__ACTION ITEM 1__:
Decide whether each statement agrees with the article below about the Rochdale by-election leaflets, answering yes or no and quoting the deciding words: (a) Labour withdrew its support for Azhar Ali. (b) The pamphlet was printed after the controversy. (c) The pamphlet has eight pages.
__ACTION ITEM 2__:
Answer these questions from the article below about the Rochdale by-election leaflets:
(a) Which organization did Sir Keir Starmer's staff call to get the leaflets pulped?
(b) Which senior party figure endorses the candidate in the pamphlet?
(c) What color is the rosette Ali wears in the pictures?

PAGE EXCERPT Start Marker

Humiliation for Labour as party leaflets with dumped Rochdale byelection candidate still land on doorsteps
Senior figure says Labour is not a party of saints
LABOUR’S by-election humiliation in Rochdale continues today as party pamphlets calling on residents to back their ditched candidate Azhar Ali land on doormats.
Sir Keir Starmer’s staff have made frantic calls to Royal Mail to get the leaflets pulped but many are still being distributed to voters.
Labour withdrew their support for the controversial by-election candidate who claimed Israel deliberately allowed the October 7 massacre.
The four-page pamphlet – printed before the controversy – comes with a ringing endorsement from senior party figure Andy Burnham who insists he will be a “strong voice” for the region.
The embarrassing leaflet shows several pictures of Ali wearing a traditional red rosette telling locals to “vote Labour” at the end of the month.

PAGE EXCERPT End Marker
LISTED ENTRIES Start Marker

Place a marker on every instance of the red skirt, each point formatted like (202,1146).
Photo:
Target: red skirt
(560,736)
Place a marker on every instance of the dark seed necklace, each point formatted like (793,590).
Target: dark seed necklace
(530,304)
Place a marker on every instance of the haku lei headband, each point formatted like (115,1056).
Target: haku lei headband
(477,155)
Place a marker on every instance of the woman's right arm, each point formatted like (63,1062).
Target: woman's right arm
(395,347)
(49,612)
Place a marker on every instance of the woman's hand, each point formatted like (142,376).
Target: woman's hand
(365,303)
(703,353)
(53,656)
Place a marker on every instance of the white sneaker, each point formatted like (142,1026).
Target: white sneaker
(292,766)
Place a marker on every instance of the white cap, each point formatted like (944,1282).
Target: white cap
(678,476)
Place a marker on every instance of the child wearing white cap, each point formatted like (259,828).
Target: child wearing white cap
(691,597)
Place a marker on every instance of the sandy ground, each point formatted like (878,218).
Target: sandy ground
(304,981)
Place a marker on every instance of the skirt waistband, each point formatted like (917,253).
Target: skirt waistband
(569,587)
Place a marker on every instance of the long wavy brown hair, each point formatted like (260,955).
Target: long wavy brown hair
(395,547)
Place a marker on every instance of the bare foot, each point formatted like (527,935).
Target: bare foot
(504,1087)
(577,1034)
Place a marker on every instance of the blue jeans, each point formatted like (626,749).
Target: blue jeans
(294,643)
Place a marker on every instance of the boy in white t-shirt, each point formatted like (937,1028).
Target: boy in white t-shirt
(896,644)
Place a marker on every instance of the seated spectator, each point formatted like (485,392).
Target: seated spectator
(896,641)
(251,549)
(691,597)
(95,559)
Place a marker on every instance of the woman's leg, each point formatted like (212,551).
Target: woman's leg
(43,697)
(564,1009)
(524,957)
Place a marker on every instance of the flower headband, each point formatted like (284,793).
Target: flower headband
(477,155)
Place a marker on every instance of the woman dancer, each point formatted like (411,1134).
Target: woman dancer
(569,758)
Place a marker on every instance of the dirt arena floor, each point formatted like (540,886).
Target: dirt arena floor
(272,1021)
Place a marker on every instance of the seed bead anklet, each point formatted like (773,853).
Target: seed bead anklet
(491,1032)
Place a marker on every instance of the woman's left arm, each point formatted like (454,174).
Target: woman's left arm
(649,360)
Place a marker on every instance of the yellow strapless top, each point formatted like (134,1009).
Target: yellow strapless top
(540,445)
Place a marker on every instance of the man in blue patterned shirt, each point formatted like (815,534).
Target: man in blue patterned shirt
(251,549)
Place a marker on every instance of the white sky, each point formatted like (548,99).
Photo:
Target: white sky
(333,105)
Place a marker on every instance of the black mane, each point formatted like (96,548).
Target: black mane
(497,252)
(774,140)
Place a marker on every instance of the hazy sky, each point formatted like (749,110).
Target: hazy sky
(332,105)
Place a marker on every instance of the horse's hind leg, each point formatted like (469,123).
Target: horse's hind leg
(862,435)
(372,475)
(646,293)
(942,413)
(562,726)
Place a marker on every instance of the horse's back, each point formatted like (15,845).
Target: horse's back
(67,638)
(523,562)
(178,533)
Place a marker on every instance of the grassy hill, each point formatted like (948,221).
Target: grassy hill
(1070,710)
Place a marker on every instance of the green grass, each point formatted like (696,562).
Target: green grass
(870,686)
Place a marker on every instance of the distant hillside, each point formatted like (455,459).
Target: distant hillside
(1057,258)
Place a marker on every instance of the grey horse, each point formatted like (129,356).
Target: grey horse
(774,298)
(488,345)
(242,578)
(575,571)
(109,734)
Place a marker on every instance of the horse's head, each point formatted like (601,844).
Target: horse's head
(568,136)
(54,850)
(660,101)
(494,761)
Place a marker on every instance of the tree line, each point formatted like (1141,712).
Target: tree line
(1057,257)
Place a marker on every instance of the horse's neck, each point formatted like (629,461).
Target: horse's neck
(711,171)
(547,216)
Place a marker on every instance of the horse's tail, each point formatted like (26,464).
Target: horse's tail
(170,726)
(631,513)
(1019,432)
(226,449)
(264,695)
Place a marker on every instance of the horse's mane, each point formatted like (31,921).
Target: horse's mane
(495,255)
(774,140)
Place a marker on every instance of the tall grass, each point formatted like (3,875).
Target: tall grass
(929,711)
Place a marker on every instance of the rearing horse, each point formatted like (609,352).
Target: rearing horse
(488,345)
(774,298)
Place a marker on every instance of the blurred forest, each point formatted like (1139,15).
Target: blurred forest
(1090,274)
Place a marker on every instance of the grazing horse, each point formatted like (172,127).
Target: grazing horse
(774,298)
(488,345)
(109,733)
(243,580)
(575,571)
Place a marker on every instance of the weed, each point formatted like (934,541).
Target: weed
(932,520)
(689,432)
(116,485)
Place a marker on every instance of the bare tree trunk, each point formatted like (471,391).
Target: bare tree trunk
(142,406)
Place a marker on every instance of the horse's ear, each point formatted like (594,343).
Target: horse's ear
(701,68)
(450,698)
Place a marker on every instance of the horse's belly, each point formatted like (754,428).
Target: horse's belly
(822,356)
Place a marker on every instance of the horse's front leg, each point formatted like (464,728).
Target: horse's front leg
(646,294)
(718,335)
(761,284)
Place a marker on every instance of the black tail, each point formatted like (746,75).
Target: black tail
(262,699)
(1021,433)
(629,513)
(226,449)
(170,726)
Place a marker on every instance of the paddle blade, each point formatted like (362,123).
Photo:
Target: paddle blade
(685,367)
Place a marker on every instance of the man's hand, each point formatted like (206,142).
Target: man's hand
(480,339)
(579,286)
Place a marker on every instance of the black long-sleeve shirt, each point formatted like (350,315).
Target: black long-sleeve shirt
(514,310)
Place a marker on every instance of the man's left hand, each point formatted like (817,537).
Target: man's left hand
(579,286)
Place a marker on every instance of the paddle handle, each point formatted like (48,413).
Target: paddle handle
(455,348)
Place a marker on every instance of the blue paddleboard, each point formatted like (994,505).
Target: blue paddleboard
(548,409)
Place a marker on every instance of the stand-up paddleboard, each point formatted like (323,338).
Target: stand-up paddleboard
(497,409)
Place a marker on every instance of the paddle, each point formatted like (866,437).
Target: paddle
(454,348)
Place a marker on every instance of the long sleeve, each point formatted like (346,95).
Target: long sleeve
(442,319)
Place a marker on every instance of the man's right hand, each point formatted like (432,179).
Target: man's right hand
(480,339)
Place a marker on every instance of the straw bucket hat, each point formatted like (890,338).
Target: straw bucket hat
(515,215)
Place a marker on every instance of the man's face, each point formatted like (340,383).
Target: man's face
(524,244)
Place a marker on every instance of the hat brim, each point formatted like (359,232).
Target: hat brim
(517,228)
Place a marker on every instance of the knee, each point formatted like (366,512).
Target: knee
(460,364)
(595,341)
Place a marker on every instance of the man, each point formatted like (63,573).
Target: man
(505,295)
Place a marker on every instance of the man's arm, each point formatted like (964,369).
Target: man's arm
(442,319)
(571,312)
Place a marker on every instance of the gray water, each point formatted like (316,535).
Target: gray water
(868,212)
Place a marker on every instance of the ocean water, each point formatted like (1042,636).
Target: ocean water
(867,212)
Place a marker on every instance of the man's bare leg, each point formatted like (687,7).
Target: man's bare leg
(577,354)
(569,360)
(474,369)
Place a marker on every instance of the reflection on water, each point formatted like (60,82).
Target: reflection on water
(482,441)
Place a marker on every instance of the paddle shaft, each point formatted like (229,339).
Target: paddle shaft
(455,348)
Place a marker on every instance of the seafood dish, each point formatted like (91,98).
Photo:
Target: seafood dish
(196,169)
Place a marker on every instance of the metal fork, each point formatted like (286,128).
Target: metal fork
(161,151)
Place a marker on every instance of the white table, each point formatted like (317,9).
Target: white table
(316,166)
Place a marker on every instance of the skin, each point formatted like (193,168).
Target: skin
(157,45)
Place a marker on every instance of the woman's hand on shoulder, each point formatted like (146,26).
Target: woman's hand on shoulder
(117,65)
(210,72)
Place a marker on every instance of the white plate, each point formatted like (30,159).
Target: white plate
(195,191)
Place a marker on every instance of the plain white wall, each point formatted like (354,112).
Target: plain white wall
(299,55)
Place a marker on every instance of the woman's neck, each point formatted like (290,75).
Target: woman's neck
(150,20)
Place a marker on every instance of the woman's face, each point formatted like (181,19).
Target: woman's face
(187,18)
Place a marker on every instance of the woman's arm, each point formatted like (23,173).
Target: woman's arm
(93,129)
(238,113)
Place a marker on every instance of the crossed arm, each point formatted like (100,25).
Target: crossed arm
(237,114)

LISTED ENTRIES End Marker

__TASK ANSWER 1__:
(a) Yes: "Labour withdrew their support for the controversial by-election candidate"
(b) No: "printed before the controversy"
(c) No: "The four-page pamphlet"

__TASK ANSWER 2__:
(a) Royal Mail
(b) Andy Burnham
(c) Red